What is expected: Can you switch "thickest part" to "widest part" in every one of the lines below and give them back otherwise unchanged, leaving the pictures out?

Material shown:
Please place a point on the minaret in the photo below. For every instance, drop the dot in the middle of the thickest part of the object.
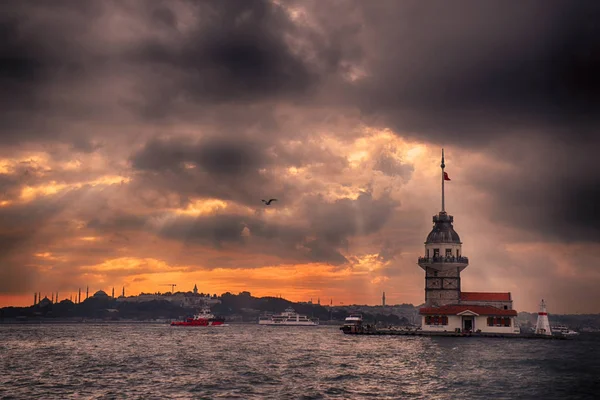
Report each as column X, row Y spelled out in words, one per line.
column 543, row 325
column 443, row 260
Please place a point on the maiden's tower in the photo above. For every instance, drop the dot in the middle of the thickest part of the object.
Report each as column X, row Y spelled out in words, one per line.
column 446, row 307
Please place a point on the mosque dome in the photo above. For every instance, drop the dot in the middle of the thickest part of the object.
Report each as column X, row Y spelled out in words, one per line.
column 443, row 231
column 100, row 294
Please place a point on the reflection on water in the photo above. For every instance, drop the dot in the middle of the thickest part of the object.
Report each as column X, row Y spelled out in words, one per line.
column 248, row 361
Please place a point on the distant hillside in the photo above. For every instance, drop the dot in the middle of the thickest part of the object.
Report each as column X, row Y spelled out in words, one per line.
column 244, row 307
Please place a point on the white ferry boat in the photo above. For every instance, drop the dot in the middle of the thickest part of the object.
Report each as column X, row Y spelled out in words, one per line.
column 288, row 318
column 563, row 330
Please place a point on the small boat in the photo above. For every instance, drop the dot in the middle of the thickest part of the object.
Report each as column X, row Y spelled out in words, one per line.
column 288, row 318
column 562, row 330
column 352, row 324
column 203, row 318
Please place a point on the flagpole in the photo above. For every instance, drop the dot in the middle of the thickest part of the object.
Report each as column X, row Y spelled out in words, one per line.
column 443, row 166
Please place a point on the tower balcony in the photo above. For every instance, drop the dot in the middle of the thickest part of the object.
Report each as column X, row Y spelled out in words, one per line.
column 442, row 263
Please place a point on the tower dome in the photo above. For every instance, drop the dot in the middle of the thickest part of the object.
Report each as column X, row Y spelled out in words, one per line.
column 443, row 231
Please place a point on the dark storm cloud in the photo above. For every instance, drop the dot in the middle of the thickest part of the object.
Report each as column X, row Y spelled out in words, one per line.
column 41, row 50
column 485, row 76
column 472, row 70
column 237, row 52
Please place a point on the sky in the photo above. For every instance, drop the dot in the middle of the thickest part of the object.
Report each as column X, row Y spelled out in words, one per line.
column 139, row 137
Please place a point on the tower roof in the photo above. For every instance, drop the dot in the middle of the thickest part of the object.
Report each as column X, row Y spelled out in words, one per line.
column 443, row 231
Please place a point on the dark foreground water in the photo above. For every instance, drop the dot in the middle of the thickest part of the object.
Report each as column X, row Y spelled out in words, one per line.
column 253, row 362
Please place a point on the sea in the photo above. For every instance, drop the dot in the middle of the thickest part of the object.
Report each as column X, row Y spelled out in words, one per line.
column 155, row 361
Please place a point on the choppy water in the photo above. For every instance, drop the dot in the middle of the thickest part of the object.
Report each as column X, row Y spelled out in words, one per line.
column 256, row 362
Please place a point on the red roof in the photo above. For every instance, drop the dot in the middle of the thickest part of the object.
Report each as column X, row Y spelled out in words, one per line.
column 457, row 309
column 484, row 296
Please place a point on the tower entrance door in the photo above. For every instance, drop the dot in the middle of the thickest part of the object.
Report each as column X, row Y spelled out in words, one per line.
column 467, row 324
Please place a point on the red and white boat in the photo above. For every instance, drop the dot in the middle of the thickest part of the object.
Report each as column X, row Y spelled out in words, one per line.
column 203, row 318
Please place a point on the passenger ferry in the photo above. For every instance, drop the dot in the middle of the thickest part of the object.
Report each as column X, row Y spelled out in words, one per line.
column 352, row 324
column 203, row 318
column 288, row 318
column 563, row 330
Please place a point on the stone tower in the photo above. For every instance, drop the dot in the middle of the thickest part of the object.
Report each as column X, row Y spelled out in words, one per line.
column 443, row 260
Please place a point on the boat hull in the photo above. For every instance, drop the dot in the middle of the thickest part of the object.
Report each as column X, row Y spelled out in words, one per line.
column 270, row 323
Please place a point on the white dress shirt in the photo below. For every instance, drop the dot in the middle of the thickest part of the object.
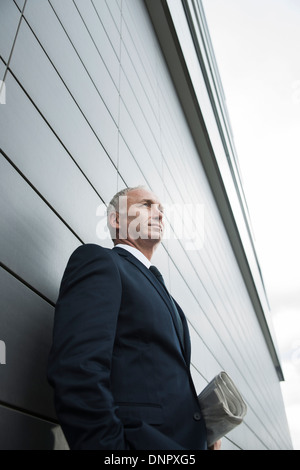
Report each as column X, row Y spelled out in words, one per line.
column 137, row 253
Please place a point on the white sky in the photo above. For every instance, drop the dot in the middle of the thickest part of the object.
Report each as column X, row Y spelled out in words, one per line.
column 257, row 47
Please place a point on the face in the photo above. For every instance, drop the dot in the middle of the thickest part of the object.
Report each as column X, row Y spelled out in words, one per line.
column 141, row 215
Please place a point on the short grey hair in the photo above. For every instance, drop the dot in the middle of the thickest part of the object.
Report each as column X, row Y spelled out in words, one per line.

Response to the exercise:
Please place a point on the minaret in the photo below. For every instance, drop the dot in the middle of the widest part of the object.
Report each as column X, row Y spelled out in words, one per line.
column 543, row 325
column 443, row 260
Please place a point on the maiden's tower in the photo above. For every instance, drop the dot in the middle of the widest part of the object.
Report each as column X, row Y spelled out in words, one per line.
column 446, row 307
Please place a point on the mosque dome in the photo above. For every instance, drop the dot in the middle of the widest part of the object.
Report each as column X, row Y spelled out in words, one per line.
column 443, row 231
column 100, row 294
Please place a point on the reflection on water in the photo above. For every instance, drop the dot in the middle of the widest part of the object.
Report each as column X, row Y spelled out in words, one per line.
column 248, row 361
Please place a point on the distant hillside in the photo above. For every instance, drop the dot in the middle of the widest part of the object.
Report each as column X, row Y spelled out in words, one per line.
column 244, row 307
Please place a point on the white ferry boat in the photo above. For every instance, drop the dot in the middle of the widest part of the object.
Report each as column X, row Y spelled out in words, one per line.
column 288, row 318
column 563, row 330
Please place a point on the small boat in the photo above. For every instance, drop the dot in the middle of the widest part of the object.
Report each as column X, row Y spelled out in words, one per line.
column 288, row 318
column 562, row 330
column 352, row 324
column 203, row 318
Please place a point on the flagpole in the photo above. For every instance, drop the dot in the middle of the widest part of the object.
Report each as column X, row Y spelled out in words, one per line.
column 443, row 166
Please place a point on the tower balcony in the photo above. For every instance, drop the dot in the middle of the widest part of the object.
Report each as column X, row Y spelled out in words, one per line.
column 442, row 263
Please place a point on the tower dome in the photo above. For every instance, drop the dot in the middle of the widest part of the object.
Report each as column X, row Y spelled out in words, one per line.
column 443, row 231
Please place a point on the dark storm cloud in the photo above. For every instance, drop the dot in the middle of the widest part of the object.
Report each as column X, row Y spelled out in words, one per line.
column 41, row 50
column 485, row 76
column 472, row 70
column 237, row 52
Please place a point on the sky in the photo above. For every instance, drop the dot in the middle of the widest part of the object.
Report each as column X, row Y spelled out in words, one per line.
column 139, row 137
Please place a point on the tower roof in the photo above. For every instance, drop the dot in the middle of the widest part of the object.
Report each as column X, row Y spelled out in words, one per line.
column 443, row 231
Please place a point on the dark foreground water in the photo above. For every instance, drop the dot in the middle of the widest part of the object.
Report each as column X, row Y spelled out in words, one per line.
column 253, row 362
Please place a point on the sea in the photo above. For every instance, drop the dot in the middle of the widest part of the object.
Report each as column X, row Y spelled out in words, one per line.
column 155, row 361
Please place a point on the choppy water in the photo above. For every instance, drop the dot in the middle of the widest part of the object.
Report each as column X, row Y spelled out in words, one per line.
column 256, row 362
Please place a point on the red roof in the photo above. For every instance, drop the dot in the middle of the widest part of the object.
Report each as column X, row Y spelled out in words, one per line.
column 457, row 309
column 484, row 296
Please place a point on the tower entrance door in the photo above. For every instance, drop the dot in the middle of the widest part of the object.
Report each as column X, row Y spelled out in words, one per line.
column 467, row 324
Please place a point on the red and white boat in the photo above. For every instance, drop the dot in the middle of the widest part of the object.
Report each as column X, row Y spelled out in words, one per line.
column 203, row 318
Please place a point on the passenger ferry in the photo above. For every instance, drop the dot in the middle of the widest part of the object.
Report each as column X, row Y spelled out in words, one per line.
column 352, row 324
column 203, row 318
column 288, row 318
column 563, row 330
Please place a point on the stone tower in the photo above. For every instance, drop the dot in the middle of the widest part of the object.
Report each as column X, row Y spelled out in words, one per line.
column 443, row 260
Please place a point on the boat hull in the photo above. For every instance, drop the dot in the middle of the widest part of the object.
Report each as column X, row Y spelled out in words, one per line.
column 270, row 323
Please place a point on the white dress shirt in the photo below. For every instance, drop the dot in the middle of the widest part of the object.
Report each as column X, row Y spelled out in words, one per line.
column 137, row 253
Please place a point on the white sky in the photo above. For every instance, drop the dot in the middle of the widest part of the object.
Report each as column X, row Y spelled out in words, one per line.
column 257, row 47
Please place a point on the face in the photo above. For every instance, drop the dot in the middle of the widest part of the object.
Report each as column X, row Y spelled out in words, one per line.
column 141, row 215
Please place a point on the short grey hair in the photo above. For every instance, drop the dot in the middle of the widest part of the object.
Report each as column X, row Y spelled out in words, one per line.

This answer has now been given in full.